* [Exercise inputs]:
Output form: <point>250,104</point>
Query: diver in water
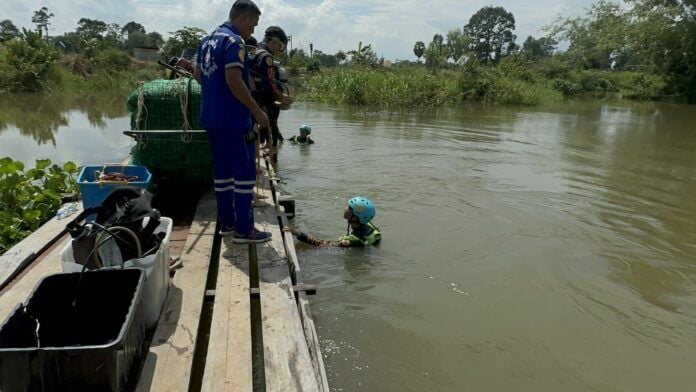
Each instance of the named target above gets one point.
<point>360,232</point>
<point>303,137</point>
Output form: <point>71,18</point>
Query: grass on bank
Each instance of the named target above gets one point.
<point>512,82</point>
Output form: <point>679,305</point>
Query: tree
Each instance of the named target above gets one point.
<point>324,59</point>
<point>435,56</point>
<point>42,19</point>
<point>533,48</point>
<point>419,49</point>
<point>490,29</point>
<point>132,27</point>
<point>91,28</point>
<point>154,40</point>
<point>188,37</point>
<point>439,41</point>
<point>457,44</point>
<point>136,39</point>
<point>363,56</point>
<point>8,30</point>
<point>114,36</point>
<point>28,60</point>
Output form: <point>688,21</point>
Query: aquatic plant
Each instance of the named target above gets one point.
<point>30,198</point>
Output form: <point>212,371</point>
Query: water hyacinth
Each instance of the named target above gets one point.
<point>28,198</point>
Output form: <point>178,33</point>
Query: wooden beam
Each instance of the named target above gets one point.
<point>22,254</point>
<point>228,365</point>
<point>47,264</point>
<point>309,289</point>
<point>168,363</point>
<point>310,331</point>
<point>287,363</point>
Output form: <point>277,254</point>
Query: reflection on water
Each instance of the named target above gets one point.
<point>524,249</point>
<point>84,128</point>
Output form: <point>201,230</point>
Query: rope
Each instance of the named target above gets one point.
<point>183,101</point>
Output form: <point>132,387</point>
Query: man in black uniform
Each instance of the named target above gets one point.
<point>264,74</point>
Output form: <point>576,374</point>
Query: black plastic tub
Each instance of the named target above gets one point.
<point>89,338</point>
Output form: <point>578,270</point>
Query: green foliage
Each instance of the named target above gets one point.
<point>112,60</point>
<point>30,198</point>
<point>382,89</point>
<point>508,83</point>
<point>187,37</point>
<point>536,48</point>
<point>41,19</point>
<point>457,45</point>
<point>26,63</point>
<point>91,28</point>
<point>490,29</point>
<point>651,37</point>
<point>364,55</point>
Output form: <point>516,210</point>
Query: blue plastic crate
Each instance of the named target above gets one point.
<point>93,192</point>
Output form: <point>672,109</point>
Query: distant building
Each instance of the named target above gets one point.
<point>147,54</point>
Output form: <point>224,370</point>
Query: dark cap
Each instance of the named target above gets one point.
<point>276,32</point>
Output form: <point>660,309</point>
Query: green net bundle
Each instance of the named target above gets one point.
<point>173,158</point>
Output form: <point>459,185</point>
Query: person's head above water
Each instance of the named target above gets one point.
<point>305,130</point>
<point>360,210</point>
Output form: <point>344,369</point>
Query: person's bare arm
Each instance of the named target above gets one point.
<point>233,76</point>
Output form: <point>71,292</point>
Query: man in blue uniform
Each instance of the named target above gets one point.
<point>226,109</point>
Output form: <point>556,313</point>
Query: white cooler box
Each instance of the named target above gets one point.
<point>156,268</point>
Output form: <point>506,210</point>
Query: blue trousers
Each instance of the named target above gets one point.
<point>235,176</point>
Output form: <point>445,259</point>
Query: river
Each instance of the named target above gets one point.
<point>524,249</point>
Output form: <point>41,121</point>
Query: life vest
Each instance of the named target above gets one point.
<point>257,59</point>
<point>372,237</point>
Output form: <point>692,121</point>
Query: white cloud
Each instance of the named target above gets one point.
<point>390,26</point>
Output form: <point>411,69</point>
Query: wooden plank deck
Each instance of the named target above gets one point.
<point>302,299</point>
<point>194,349</point>
<point>169,362</point>
<point>228,365</point>
<point>287,363</point>
<point>14,260</point>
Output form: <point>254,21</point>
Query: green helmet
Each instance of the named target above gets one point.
<point>306,129</point>
<point>363,208</point>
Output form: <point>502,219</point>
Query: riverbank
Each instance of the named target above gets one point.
<point>414,87</point>
<point>31,197</point>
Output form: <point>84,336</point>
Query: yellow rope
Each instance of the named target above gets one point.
<point>183,101</point>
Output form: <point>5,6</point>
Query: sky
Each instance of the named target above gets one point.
<point>391,26</point>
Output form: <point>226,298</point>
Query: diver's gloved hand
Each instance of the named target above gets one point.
<point>292,230</point>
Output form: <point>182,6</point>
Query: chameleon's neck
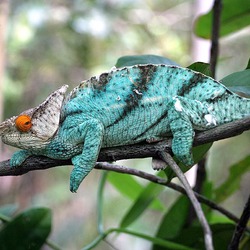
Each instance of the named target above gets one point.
<point>231,108</point>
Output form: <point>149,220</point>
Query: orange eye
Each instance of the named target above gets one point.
<point>23,123</point>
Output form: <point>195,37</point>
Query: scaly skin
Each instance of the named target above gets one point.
<point>126,106</point>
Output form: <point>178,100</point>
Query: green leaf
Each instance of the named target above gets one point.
<point>176,217</point>
<point>201,67</point>
<point>125,184</point>
<point>128,186</point>
<point>235,16</point>
<point>28,230</point>
<point>193,236</point>
<point>148,194</point>
<point>248,64</point>
<point>157,241</point>
<point>238,82</point>
<point>232,183</point>
<point>8,209</point>
<point>142,59</point>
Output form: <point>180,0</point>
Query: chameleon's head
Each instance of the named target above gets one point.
<point>35,128</point>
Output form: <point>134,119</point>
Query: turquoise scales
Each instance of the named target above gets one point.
<point>126,106</point>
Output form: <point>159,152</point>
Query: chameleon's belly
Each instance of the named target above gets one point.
<point>138,125</point>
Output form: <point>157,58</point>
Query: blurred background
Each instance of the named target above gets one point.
<point>45,44</point>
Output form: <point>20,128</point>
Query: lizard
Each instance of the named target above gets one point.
<point>122,107</point>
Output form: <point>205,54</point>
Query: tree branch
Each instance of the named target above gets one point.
<point>164,182</point>
<point>240,228</point>
<point>217,8</point>
<point>132,151</point>
<point>190,193</point>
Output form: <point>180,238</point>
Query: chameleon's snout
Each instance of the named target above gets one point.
<point>4,127</point>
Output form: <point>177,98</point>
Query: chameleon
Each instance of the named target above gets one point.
<point>122,107</point>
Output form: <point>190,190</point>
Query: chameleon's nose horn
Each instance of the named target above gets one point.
<point>3,127</point>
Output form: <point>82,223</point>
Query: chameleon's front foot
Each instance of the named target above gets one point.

* [Directions for this task]: Rewrite all of the material above with every "Query" swapped for "Label" and nothing else changed. Leave out the pictures.

* [The solution]:
Output form: <point>250,104</point>
Label: diver in water
Each instance of the named target above gets one point.
<point>360,232</point>
<point>303,137</point>
Output form: <point>71,18</point>
Label: grass on bank
Each instance of the named target above gets one point.
<point>512,82</point>
Output form: <point>679,305</point>
Label: tree
Each instance of the named target above gets one point.
<point>324,59</point>
<point>435,56</point>
<point>42,19</point>
<point>533,48</point>
<point>419,49</point>
<point>490,29</point>
<point>132,27</point>
<point>91,28</point>
<point>154,40</point>
<point>188,37</point>
<point>439,41</point>
<point>457,44</point>
<point>136,39</point>
<point>363,56</point>
<point>8,30</point>
<point>114,36</point>
<point>28,60</point>
Output form: <point>688,21</point>
Label: aquatic plant
Each instance of the named target above gets one point.
<point>30,198</point>
Output form: <point>212,371</point>
Label: water hyacinth
Each instance of the named target above gets one point.
<point>28,198</point>
Output form: <point>178,33</point>
Label: wooden beam
Each instance of the named target above gets one point.
<point>22,254</point>
<point>228,365</point>
<point>47,264</point>
<point>309,289</point>
<point>168,363</point>
<point>310,331</point>
<point>287,363</point>
Output form: <point>277,254</point>
Label: reflection on water
Each instance of the named target above gets one point.
<point>524,249</point>
<point>84,128</point>
Output form: <point>201,230</point>
Label: rope
Each instance of the named target above gets one point.
<point>183,101</point>
Output form: <point>132,387</point>
Label: man in black uniform
Each instance of the named target above gets one point.
<point>264,74</point>
Output form: <point>576,374</point>
Label: black plastic tub
Each instance of the named target above gets one point.
<point>89,338</point>
Output form: <point>578,270</point>
Label: green foliage
Each instance of the named target above gets one point.
<point>112,60</point>
<point>30,198</point>
<point>382,89</point>
<point>508,83</point>
<point>187,37</point>
<point>536,48</point>
<point>41,19</point>
<point>457,45</point>
<point>26,63</point>
<point>91,28</point>
<point>490,29</point>
<point>651,37</point>
<point>364,55</point>
Output form: <point>516,210</point>
Label: blue plastic crate
Each instance of the named target above gets one point.
<point>93,192</point>
Output form: <point>672,109</point>
Label: distant building
Each instance of the named target above gets one point.
<point>147,54</point>
Output form: <point>224,370</point>
Label: dark cap
Each instance of the named target above gets one point.
<point>276,32</point>
Output form: <point>660,309</point>
Label: green net bundle
Each instance of the named target above gets one point.
<point>173,158</point>
Output form: <point>459,185</point>
Label: person's head above water
Each instance of the named target above gets one point.
<point>305,130</point>
<point>360,210</point>
Output form: <point>344,369</point>
Label: person's bare arm
Each instance of the named target above gets one point.
<point>233,76</point>
Output form: <point>71,292</point>
Label: man in blue uniform
Each instance of the named target above gets one point.
<point>226,109</point>
Output form: <point>556,313</point>
Label: white cooler box
Each instance of the named target above gets one point.
<point>156,268</point>
Output form: <point>506,210</point>
Label: blue trousers
Each instance of the named target above gets one point.
<point>235,176</point>
Output form: <point>445,259</point>
Label: river
Each instance of the named target above gets one point.
<point>524,249</point>
Output form: <point>41,121</point>
Label: life vest
Each instance of the named target above gets one point.
<point>257,59</point>
<point>372,237</point>
Output form: <point>692,121</point>
Label: white cloud
Each instance of the named target above gets one point.
<point>390,26</point>
Output form: <point>411,69</point>
Label: wooden plank deck
Each instance of the named target above gets one point.
<point>302,299</point>
<point>194,349</point>
<point>169,362</point>
<point>228,365</point>
<point>287,363</point>
<point>14,260</point>
Output form: <point>254,21</point>
Label: green helmet
Each instance of the named target above gets one point.
<point>306,129</point>
<point>363,208</point>
Output form: <point>502,219</point>
Label: riverbank
Each instance of the named target above gets one point.
<point>414,87</point>
<point>31,197</point>
Output form: <point>84,336</point>
Label: yellow rope
Each instance of the named target above gets one point.
<point>183,101</point>
Output form: <point>5,6</point>
Label: sky
Each instance of the named target above gets one point.
<point>391,26</point>
Output form: <point>226,298</point>
Label: diver's gloved hand
Each instance of the named target above gets one point.
<point>292,230</point>
Output form: <point>182,6</point>
Label: chameleon's neck
Each instance of the named target above gets one point.
<point>231,108</point>
Output form: <point>149,220</point>
Label: orange eye
Each instance of the named target above gets one point.
<point>23,123</point>
Output form: <point>195,37</point>
Label: scaly skin
Each instance of the named target above gets one point.
<point>126,106</point>
Output form: <point>178,100</point>
Label: green leaf
Each instance of the named target above gets one point.
<point>176,217</point>
<point>201,67</point>
<point>125,184</point>
<point>128,186</point>
<point>235,16</point>
<point>28,230</point>
<point>193,236</point>
<point>148,194</point>
<point>248,64</point>
<point>157,241</point>
<point>238,82</point>
<point>232,183</point>
<point>8,209</point>
<point>142,59</point>
Output form: <point>180,0</point>
Label: chameleon's head
Each instance of the named target above gets one point.
<point>35,128</point>
Output form: <point>134,119</point>
Label: turquoise scales
Each instance of the named target above gets one point.
<point>126,106</point>
Output form: <point>159,152</point>
Label: chameleon's belly
Each instance of the named target above gets one point.
<point>138,125</point>
Output form: <point>157,58</point>
Label: blurred background
Each instance of the named target above gets one point.
<point>45,44</point>
Output form: <point>20,128</point>
Label: lizard
Each instance of the named target above gets one point.
<point>122,107</point>
Output form: <point>205,54</point>
Label: tree branch
Each instance of the named target above gets one point.
<point>164,182</point>
<point>240,228</point>
<point>217,8</point>
<point>132,151</point>
<point>190,193</point>
Output form: <point>180,238</point>
Label: chameleon's snout
Each instance of the named target above gets one point.
<point>4,127</point>
Output form: <point>177,98</point>
Label: chameleon
Each instance of the named target above gets one point.
<point>122,107</point>
Output form: <point>190,190</point>
Label: chameleon's nose horn
Each instance of the named target above gets one point.
<point>3,127</point>
Output form: <point>82,223</point>
Label: chameleon's front foot
Each instance of the named target above gets one point.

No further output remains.